## Document passage
★ ★ ★ ★ ★ ★ ★

On 12/03/2019 01:54, nalini elkins wrote:
> Stephen,
> 
>> TLS1.3 will, I expect, noticeably improve security for an awful lot of
>> enterprises in time.
> 
> I am sure you are right. 

Great.

> There is also likely to be quite a bit of pain
> ahead for many. 

I don't agree at all about that, despite claims to the
contrary from you and some others. But that topic was debated
at length already. (Seriously, do you expect some other outcome
if you re-start that debate?)

> Also,
> this is exactly why I propose a neutral observer who might tease out the
> nuances.  

I think that's an outstandingly bad idea. The IETF has no
voting and hence no electorate nor constituency and hence
no identifiable non-voting population from whom ostensibly
neutral observers could be chosen via some (currently
non-existent) IETF process. In addition to be just being a
bad idea, what you appear to be suggesting seems to me like
it'd require fundamental change to the core of the IETF and
to also be entirely off topic for the subject line of this
mail.

S.

> Or
> say something along the lines of "if you do x, you will need to do y".  It
> may also be
> needed to have subtopics.   And, the pro and con sides could also provide a
> writeup.
> The write up could also propose transition strategies.
> 
> I am trying to make it so that people, including enterprises, can better
> decide the merits of the
> situation for themselves.
> 
> Many people do not have the time, expertise or energy to follow these
> discussions which
> have gone on for a number of years.  I have also seen assessments of
> protocol changes from people
> who have "a dog in the hunt" so to speak.  That is, vendors who provide an
> assessment which
> (shockingly enough) results in their own products (which again shockingly,
> cost money) being the best
> solution.  There is much hyperbole on all sides of not just the TLS1.3
> issue but DoH also.
> 
> I compliment the authors of the current drafts on DoH deployment drafts for
> good efforts to bring
> light to this subject.

★ ★ ★ ★ ★ ★ ★

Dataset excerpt
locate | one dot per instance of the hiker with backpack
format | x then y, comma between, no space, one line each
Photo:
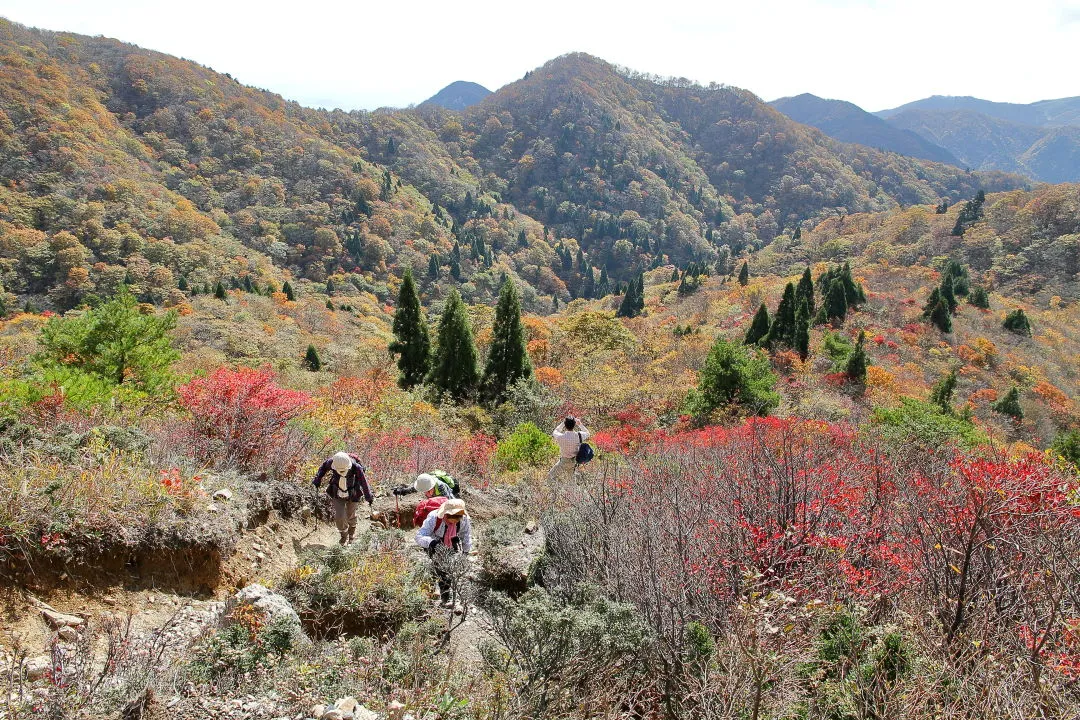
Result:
346,484
570,436
445,532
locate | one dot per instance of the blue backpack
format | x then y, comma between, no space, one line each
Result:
584,451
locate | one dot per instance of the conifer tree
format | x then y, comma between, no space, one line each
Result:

★ ★ ★ ★ ★ ★ ★

## Required task 1
In the email exchange about TLS 1.3, what does the reply call the proposal for a neutral observer?
## Required task 2
Set down the passage of the TLS 1.3 email, beginning at the words "I don't agree" and stopping after the words "re-start that debate?)".
## Required task 3
Take the email exchange about TLS 1.3 and the IETF further, continuing on from its final line.
These records were drawn from a separate source.

## Expected answer 1
An outstandingly bad idea.

## Expected answer 2
I don't agree at all about that, despite claims to the
contrary from you and some others. But that topic was debated
at length already. (Seriously, do you expect some other outcome
if you re-start that debate?)

## Expected answer 3
> 
> Having said that, I would like to see IETF work with a neutral third party,
> maybe an academic institution,
> or CERT, or someone else help people, including enterprise operators, who
> have to make decisions to
> implement these protocols and possibly change their architecture
> strategies.  Even if we manage to
> come to consensus on an IETF draft and create an RFC on DoH deployment,
> many enterprises do not
> keep up with all RFCs nor do they always have the time to evaluate
> everything properly because they
> are so busy with the fires of the current day.   I worked for large
> enterprises for many years doing network
> design and troubleshooting.  I was always extremely busy fighting the
> issues of the day.
> 
> Enterprises, and many others, do pay attention to what NIST or CERT says.
>  Just my 2 cents to try
> to find a long term solution to what has been a contentious and exhausting
> multi-year set of discussions
> for all involved and which seems set to rekindle with DoH.
> 
> Nalini
> 
> On Tue, Mar 12, 2019 at 5:30 AM Stephen Farrell <stephen.farr...@cs.tcd.ie>
> wrote:
> 
>>
>> (This distribution list is too scattered and diverse. Be
>> great if some AD or someone just picked one list for this.
>> In the meantime...)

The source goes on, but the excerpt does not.